To do
Look below for the line containing "of the distant". Reproduce it and every line after it exactly, and nothing more.

Extracted information
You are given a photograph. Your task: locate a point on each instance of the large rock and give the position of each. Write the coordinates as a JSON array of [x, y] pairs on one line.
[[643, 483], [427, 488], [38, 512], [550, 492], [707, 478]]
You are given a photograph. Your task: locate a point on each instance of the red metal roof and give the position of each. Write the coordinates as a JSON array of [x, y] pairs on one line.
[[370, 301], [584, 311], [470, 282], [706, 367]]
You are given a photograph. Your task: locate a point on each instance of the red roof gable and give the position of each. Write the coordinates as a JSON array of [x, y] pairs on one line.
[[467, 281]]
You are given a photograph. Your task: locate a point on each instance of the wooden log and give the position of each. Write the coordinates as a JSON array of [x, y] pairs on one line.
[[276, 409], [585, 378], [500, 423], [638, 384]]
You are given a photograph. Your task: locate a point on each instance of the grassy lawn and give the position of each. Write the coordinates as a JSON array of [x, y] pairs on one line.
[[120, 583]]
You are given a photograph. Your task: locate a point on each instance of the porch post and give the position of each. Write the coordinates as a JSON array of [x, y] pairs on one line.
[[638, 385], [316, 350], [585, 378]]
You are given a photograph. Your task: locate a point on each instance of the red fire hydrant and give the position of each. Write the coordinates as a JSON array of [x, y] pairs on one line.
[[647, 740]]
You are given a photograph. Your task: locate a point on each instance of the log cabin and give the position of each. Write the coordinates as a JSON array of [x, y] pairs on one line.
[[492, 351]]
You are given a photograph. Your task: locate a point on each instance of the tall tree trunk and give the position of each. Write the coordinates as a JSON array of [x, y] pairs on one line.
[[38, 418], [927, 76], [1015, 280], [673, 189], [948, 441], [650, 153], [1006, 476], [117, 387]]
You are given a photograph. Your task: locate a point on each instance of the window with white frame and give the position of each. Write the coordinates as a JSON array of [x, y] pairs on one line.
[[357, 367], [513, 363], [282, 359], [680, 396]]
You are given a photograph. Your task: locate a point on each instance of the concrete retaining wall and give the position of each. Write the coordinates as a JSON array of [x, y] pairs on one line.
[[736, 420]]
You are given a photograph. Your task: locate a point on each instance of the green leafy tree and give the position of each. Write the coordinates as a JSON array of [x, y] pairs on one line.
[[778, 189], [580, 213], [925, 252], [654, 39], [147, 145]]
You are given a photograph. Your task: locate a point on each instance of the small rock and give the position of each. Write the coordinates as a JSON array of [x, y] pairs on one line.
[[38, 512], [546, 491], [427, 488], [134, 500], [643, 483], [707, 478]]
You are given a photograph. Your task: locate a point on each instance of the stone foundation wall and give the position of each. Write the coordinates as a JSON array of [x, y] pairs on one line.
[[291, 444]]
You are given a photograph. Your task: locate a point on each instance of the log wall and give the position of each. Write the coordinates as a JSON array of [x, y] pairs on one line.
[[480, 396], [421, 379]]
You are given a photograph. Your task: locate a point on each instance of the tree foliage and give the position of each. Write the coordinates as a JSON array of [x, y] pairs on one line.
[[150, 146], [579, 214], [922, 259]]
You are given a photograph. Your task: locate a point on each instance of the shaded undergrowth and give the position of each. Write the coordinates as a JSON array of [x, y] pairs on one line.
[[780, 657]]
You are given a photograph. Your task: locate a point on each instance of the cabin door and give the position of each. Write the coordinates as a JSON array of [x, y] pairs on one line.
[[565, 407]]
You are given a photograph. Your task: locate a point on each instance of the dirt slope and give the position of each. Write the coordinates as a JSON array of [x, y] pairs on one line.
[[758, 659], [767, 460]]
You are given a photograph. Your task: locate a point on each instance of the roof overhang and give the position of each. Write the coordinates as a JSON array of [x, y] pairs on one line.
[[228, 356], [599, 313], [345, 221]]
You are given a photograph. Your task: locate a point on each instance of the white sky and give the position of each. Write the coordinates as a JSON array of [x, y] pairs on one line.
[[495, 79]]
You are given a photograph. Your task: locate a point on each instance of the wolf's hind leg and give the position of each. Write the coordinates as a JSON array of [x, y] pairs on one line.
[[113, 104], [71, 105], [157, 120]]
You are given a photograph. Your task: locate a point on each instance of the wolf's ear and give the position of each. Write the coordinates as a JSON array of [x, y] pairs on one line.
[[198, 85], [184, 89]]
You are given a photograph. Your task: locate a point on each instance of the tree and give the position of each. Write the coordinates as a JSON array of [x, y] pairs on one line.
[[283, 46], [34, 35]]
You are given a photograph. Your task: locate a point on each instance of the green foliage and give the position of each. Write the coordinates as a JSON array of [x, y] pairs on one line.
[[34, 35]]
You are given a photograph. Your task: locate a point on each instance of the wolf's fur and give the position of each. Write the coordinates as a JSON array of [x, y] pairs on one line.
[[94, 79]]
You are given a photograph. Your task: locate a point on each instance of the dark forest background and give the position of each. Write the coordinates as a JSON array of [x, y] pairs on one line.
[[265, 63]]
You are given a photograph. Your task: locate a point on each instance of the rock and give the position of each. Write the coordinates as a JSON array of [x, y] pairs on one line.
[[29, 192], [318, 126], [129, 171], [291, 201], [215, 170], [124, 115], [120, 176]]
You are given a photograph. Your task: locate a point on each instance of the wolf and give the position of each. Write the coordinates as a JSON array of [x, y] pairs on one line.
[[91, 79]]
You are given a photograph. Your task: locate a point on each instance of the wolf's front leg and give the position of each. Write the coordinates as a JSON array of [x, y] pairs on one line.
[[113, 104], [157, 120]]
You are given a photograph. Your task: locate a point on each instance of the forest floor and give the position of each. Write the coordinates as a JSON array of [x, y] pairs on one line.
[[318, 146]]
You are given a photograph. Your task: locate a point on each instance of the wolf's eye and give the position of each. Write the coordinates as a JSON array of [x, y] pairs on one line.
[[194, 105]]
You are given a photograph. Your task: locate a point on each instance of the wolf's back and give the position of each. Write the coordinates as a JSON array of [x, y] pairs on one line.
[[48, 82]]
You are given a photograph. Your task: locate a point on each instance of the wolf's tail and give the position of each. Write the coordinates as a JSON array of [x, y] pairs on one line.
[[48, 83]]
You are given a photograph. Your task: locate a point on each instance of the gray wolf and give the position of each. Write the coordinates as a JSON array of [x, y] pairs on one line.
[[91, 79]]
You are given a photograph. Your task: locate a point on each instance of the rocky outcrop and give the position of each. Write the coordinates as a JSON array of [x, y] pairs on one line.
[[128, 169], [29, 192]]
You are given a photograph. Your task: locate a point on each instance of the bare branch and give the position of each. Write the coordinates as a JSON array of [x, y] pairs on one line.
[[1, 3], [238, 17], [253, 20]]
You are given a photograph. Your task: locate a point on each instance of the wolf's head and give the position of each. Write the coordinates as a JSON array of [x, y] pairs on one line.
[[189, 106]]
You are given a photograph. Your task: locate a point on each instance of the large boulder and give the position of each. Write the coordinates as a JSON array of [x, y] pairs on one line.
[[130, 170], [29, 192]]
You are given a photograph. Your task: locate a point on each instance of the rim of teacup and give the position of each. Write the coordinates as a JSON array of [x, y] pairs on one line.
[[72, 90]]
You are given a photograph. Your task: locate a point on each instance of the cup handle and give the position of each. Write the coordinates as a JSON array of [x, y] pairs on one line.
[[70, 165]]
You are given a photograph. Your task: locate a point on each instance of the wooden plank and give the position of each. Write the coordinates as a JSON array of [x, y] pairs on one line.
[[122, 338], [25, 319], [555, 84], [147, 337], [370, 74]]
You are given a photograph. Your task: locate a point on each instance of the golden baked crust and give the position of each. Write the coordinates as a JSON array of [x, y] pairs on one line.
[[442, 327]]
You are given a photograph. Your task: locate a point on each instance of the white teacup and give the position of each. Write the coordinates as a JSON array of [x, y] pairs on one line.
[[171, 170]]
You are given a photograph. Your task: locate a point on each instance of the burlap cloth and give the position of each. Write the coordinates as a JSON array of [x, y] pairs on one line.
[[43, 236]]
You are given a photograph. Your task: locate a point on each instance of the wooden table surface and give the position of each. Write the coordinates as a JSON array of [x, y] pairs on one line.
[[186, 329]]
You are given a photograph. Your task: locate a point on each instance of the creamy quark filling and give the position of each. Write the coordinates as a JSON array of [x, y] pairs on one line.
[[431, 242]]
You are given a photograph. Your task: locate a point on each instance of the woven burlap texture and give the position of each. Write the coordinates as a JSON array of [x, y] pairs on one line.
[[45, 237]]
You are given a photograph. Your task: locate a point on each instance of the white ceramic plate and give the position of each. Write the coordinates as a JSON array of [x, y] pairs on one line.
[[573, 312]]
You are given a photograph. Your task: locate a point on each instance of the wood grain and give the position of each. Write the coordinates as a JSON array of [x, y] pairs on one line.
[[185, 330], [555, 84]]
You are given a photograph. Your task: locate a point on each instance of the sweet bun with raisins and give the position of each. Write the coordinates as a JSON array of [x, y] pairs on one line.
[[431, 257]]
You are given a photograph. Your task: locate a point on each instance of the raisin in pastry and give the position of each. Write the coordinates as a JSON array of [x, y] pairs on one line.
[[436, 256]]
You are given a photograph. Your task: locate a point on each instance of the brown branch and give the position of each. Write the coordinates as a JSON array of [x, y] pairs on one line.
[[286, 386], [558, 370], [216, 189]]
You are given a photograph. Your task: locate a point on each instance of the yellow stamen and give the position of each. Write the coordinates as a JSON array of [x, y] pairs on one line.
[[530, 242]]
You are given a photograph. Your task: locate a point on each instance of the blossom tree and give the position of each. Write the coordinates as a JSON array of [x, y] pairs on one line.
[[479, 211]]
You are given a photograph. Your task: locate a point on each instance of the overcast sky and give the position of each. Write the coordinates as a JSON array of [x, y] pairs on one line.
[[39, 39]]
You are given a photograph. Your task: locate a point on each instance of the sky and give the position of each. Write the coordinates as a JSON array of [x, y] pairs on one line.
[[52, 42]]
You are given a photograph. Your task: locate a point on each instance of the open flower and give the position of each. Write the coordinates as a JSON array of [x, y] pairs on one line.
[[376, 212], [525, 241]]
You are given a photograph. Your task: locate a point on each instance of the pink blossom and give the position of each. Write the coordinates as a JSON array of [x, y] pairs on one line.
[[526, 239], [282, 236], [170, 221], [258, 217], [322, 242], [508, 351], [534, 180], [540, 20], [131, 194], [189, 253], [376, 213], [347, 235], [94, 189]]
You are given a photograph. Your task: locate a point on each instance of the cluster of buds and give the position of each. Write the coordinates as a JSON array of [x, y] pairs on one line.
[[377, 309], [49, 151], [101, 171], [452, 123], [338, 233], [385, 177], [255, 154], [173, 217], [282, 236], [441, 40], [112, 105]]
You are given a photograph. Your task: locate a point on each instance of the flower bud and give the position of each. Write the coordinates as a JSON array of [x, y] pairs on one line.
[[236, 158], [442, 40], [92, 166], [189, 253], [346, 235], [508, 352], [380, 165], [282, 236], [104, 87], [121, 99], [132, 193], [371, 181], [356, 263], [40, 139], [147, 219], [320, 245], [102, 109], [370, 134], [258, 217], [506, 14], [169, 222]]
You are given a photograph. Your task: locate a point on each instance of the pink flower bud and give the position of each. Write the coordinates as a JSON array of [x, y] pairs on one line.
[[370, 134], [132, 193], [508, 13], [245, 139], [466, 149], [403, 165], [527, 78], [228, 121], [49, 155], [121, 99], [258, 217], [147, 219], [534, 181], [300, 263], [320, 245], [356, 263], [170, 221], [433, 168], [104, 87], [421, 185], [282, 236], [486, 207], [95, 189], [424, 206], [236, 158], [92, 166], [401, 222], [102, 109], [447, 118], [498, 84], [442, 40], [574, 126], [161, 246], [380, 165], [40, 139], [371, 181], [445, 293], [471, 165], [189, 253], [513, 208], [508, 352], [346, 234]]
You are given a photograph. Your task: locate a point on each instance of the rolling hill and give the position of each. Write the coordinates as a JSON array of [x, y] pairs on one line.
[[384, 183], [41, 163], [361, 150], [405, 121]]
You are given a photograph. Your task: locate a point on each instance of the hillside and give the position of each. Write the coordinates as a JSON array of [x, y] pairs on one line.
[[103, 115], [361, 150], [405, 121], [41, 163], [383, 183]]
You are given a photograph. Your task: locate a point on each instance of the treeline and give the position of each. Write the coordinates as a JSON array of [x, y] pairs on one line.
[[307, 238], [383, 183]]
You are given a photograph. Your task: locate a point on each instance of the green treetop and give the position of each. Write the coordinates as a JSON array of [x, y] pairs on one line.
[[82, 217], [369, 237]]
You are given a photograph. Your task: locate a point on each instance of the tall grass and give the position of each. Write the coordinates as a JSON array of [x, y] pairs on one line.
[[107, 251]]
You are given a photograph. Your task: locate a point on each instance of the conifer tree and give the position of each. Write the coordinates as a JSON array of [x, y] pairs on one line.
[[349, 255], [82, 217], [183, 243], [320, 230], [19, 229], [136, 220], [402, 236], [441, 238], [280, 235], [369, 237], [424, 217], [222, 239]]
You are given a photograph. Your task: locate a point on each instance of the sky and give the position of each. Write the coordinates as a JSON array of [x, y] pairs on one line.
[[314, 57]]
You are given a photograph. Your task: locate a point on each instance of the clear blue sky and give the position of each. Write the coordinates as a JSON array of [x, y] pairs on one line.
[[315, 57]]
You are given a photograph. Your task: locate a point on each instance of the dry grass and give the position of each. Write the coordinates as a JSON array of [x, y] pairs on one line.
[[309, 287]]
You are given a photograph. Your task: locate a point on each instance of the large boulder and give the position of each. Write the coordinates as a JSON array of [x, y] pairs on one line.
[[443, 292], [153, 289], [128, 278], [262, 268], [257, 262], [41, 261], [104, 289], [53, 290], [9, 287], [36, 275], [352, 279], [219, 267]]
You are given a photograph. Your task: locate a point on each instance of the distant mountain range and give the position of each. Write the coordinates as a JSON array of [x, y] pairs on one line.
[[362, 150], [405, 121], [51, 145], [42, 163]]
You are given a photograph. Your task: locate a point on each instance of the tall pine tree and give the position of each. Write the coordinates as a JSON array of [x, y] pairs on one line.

Answer box
You are given a photograph. Your task: locate a point on each instance of the distant mountain range and give the position of each. Write the coordinates as a JSON array of [x, y] pairs on one line.
[[362, 150], [405, 121], [51, 145], [42, 163]]
You are given a photograph. Your task: locate a point on each instance of the tall pine tree and give the position of each. Write the coordinates as a JSON array of [x, y] pairs on one line.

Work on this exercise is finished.